**Task to complete**
Transcribe, without alteration, the line that includes "Can you see the distant mountain" and each line after it until the records end, omitting all that precede it.

== Dataset entries ==

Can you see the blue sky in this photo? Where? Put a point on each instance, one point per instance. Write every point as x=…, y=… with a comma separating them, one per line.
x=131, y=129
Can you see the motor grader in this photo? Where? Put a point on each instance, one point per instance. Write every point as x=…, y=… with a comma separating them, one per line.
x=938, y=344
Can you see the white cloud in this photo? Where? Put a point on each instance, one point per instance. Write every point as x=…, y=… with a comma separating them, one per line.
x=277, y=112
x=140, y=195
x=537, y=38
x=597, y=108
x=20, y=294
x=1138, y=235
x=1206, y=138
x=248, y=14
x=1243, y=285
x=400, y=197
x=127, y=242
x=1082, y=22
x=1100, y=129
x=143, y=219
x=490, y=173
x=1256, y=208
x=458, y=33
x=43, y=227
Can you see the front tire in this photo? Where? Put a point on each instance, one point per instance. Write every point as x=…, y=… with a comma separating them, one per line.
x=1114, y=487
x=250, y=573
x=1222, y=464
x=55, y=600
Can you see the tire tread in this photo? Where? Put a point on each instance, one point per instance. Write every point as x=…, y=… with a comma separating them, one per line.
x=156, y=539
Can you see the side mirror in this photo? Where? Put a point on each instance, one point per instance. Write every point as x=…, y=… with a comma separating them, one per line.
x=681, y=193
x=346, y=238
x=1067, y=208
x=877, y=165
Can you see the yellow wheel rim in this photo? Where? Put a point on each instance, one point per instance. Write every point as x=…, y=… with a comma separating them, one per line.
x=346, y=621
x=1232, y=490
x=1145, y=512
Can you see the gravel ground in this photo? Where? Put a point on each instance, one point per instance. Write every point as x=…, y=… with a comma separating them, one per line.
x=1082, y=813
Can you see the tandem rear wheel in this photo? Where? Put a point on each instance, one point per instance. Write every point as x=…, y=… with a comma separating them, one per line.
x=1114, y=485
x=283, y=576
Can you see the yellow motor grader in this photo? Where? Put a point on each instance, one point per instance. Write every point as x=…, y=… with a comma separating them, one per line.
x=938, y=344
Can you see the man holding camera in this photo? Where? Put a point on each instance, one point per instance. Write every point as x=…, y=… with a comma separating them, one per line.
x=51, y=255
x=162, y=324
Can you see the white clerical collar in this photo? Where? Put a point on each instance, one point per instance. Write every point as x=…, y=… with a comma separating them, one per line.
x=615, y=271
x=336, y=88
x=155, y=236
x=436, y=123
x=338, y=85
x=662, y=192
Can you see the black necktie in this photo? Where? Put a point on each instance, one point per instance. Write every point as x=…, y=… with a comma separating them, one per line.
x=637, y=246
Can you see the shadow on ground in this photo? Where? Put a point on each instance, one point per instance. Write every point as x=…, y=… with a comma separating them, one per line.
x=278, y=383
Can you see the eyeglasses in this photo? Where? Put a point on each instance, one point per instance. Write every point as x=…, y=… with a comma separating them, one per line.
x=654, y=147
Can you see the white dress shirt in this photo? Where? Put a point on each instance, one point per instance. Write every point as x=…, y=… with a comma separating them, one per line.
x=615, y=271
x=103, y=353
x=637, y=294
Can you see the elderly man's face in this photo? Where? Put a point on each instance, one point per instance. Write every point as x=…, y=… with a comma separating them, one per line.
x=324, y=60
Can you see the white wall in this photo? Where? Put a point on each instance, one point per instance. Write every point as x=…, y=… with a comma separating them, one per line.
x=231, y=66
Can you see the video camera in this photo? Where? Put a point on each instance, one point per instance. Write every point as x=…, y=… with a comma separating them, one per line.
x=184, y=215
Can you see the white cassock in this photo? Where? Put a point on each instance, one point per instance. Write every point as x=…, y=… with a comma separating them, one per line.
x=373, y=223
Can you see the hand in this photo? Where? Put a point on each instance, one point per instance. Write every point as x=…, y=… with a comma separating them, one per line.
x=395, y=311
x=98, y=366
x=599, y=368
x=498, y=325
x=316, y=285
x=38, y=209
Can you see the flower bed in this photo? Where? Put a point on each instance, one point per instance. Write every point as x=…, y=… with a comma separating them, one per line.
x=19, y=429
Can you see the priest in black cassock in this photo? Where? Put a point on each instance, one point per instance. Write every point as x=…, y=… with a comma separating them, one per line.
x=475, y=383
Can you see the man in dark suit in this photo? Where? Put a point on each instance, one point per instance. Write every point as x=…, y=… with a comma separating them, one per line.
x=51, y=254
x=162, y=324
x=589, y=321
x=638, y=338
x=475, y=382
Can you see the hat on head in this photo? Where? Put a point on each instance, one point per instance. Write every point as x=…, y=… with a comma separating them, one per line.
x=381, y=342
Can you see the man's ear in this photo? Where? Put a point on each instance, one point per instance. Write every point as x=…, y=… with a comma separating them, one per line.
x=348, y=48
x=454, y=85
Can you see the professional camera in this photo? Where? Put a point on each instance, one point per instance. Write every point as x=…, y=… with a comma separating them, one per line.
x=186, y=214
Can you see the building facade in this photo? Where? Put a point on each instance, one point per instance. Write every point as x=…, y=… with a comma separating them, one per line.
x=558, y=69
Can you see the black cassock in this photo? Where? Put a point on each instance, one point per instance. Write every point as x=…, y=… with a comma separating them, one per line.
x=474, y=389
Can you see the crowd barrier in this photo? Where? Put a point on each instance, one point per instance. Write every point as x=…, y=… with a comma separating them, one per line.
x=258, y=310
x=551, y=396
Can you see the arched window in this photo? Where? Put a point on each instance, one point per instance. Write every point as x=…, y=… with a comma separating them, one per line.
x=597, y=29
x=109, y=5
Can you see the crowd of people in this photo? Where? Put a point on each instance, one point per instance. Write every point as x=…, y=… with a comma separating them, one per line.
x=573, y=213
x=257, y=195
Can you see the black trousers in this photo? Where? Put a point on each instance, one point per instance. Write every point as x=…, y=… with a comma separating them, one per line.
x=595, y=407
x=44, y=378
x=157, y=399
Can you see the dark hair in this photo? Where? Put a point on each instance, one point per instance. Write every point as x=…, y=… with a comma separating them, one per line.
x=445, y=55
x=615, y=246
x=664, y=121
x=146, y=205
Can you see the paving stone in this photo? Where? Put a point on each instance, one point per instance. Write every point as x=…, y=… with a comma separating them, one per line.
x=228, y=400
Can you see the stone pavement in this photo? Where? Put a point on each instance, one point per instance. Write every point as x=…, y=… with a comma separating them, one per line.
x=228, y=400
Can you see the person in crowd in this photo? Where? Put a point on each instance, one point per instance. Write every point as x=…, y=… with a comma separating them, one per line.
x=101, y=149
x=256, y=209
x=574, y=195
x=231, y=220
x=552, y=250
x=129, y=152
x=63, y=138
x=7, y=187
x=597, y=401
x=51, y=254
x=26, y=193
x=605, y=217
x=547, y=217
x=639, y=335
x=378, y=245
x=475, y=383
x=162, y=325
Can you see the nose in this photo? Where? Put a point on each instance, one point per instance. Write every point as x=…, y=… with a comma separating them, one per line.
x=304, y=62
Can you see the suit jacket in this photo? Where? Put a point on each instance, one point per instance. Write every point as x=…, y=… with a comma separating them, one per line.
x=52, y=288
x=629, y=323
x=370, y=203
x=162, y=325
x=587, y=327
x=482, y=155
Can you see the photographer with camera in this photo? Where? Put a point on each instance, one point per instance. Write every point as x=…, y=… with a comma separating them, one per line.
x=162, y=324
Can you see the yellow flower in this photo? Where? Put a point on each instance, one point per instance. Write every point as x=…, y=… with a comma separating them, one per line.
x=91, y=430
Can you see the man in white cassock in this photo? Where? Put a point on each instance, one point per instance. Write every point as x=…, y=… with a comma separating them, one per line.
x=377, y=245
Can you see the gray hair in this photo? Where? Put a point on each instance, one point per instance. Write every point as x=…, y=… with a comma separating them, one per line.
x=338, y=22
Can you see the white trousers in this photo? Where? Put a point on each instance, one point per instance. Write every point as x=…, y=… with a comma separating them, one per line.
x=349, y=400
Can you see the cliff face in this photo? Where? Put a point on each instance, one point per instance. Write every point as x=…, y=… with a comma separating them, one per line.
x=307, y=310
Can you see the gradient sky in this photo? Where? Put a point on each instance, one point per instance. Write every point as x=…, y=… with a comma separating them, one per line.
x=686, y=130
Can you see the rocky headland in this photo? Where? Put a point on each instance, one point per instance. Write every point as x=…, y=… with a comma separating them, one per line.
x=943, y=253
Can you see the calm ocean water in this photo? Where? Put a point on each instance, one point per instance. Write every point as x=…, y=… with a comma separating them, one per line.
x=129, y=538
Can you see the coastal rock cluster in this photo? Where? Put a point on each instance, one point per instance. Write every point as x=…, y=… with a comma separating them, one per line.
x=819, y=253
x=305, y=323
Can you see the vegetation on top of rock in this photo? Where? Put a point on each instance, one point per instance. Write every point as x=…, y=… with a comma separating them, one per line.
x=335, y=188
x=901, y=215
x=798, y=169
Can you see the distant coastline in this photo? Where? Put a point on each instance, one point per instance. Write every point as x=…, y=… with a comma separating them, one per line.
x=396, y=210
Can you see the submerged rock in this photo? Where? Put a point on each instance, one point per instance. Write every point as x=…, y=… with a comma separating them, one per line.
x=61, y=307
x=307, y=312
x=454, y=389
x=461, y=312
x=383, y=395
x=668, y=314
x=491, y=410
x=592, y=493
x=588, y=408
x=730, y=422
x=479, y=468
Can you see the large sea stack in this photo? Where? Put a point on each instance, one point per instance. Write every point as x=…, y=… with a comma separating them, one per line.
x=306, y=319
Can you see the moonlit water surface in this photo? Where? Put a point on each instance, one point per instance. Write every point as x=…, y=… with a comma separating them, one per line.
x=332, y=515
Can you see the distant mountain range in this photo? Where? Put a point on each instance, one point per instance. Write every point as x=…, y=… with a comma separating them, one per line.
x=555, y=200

===

**Result for this task**
Can you see the distant mountain range in this photo? Where? Put a point on each instance, one point per instance. Write every point as x=…, y=… with a comma separating them, one per line.
x=555, y=200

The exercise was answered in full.